Essa é a realidade de várias famílias. A rede de assistência é fragmentada e a abordagem isolada do CERSAMi não é suficiente. O acesso e a articulação dos dispositivos envolvidos no cuidado são limitados, com unidades com pequena capacidade de atendimento. O número reduzido de profissionais, a necessidade de grandes deslocamentos até o centro de referência, entre outros fatores, também contribuem para a percepção de não resolutividade do serviço pelos entrevistados. Observa-se que há sobrecarga nas unidades, limitações nas propostas terapêuticas e dificuldade na articulação das políticas públicas, o que prejudica o cuidado individual e coletivo.29
A organização e o funcionamento dos serviços devem ser orientados pelas necessidades dos usuários e da família. O tratamento deve ser focado em recursos que possibilitem a ampliação das perspectivas de vida e o fortalecimento dos laços familiares e sociais. Aos serviços de saúde, cabe estabelecer e fortalecer o vínculo e a confiança do usuário em relação à equipe e às propostas de tratamento.10,30
CONCLUSÃO
Abordar a relação do fenômeno do consumo de crack e outras drogas entre crianças e adolescentes não é tarefa simples. Compreender os sentimentos, os significados e as vivências envolvidos nessa temática pode possibilitar o desenvolvimento de ações que venham ao encontro das necessidades dos familiares em relação às questoes que envolvem o poder público.

####

O que fazer.
Prossiga o trecho sobre o consumo de crack entre crianças e adolescentes e o cuidado às suas famílias, a partir da última frase apresentada.

[Dados de localização de expressões]
####

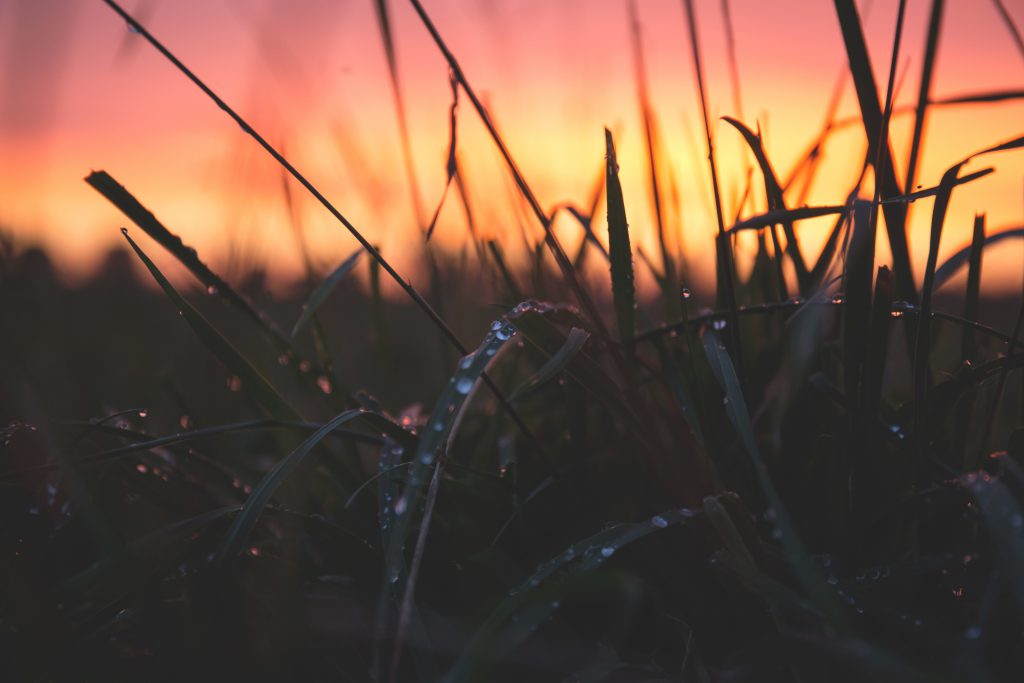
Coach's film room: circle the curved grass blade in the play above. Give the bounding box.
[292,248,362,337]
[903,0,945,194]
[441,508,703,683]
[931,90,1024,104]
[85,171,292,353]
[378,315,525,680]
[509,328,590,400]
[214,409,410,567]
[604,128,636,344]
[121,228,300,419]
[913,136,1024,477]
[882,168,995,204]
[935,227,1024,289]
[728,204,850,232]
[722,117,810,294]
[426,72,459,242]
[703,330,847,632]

####

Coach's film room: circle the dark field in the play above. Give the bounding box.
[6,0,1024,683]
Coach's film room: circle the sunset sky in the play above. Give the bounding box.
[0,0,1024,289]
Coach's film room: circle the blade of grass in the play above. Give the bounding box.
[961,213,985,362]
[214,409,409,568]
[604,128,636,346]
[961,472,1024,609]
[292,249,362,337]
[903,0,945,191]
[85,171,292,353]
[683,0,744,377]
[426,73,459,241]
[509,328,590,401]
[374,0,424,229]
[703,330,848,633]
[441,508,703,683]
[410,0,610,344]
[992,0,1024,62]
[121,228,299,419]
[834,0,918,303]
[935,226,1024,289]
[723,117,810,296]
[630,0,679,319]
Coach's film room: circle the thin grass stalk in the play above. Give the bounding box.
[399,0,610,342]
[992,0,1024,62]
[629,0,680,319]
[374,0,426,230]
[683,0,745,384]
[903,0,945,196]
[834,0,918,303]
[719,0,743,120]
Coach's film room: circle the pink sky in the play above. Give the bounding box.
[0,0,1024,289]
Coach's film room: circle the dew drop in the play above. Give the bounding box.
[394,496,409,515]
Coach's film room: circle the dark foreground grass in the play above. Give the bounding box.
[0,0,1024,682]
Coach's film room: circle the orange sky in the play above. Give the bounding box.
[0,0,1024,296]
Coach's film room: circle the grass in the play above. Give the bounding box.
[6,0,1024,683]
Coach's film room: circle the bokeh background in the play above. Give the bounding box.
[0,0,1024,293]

####

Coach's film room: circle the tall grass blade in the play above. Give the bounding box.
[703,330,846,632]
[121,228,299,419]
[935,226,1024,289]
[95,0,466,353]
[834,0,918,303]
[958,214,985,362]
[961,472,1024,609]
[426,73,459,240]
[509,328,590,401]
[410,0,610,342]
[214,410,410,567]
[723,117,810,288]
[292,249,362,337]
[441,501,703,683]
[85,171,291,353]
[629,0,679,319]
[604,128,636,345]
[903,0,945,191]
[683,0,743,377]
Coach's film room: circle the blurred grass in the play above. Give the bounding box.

####

Campo de resposta.
A compreensão desse fenômeno permitiu levantar questoes que podem refletir sobre a relação dos pais e responsáveis com o filho usuário de crack e outras drogas. Em seus discursos, os familiares evidenciaram pontos que permeiam esse ambiente e afetam o contexto familiar. Além disso, outras informações foram identificadas e têm relação direta com a constituição e as limitações da rede de apoio, associadas às questoes do cuidado e da recuperação dos filhos dependentes.
A análise das falas também possibilitou refletir sobre as limitações do poder público, quando se trata do uso de drogas. A família se sente impotente diante do cenário, pois quando necessita acionar a rede pública para informações, para o tratamento e para a recuperação, não é atendida em suas necessidades plenas.
O fenômeno das drogas é complexo, multicausal e com interfaces diversas, devendo a família ser corresponsável pelo problema que afeta os filhos. A partir dessa premissa, a compreensão do significado dado pelos pais e responsáveis poderá permitir uma avaliação e reflexão sobre o tema, além de trazer conhecimentos que poderao contribuir para o uso de estratégias que tenham como propósito dar o suporte necessário e integral para o enfrentamento do problema.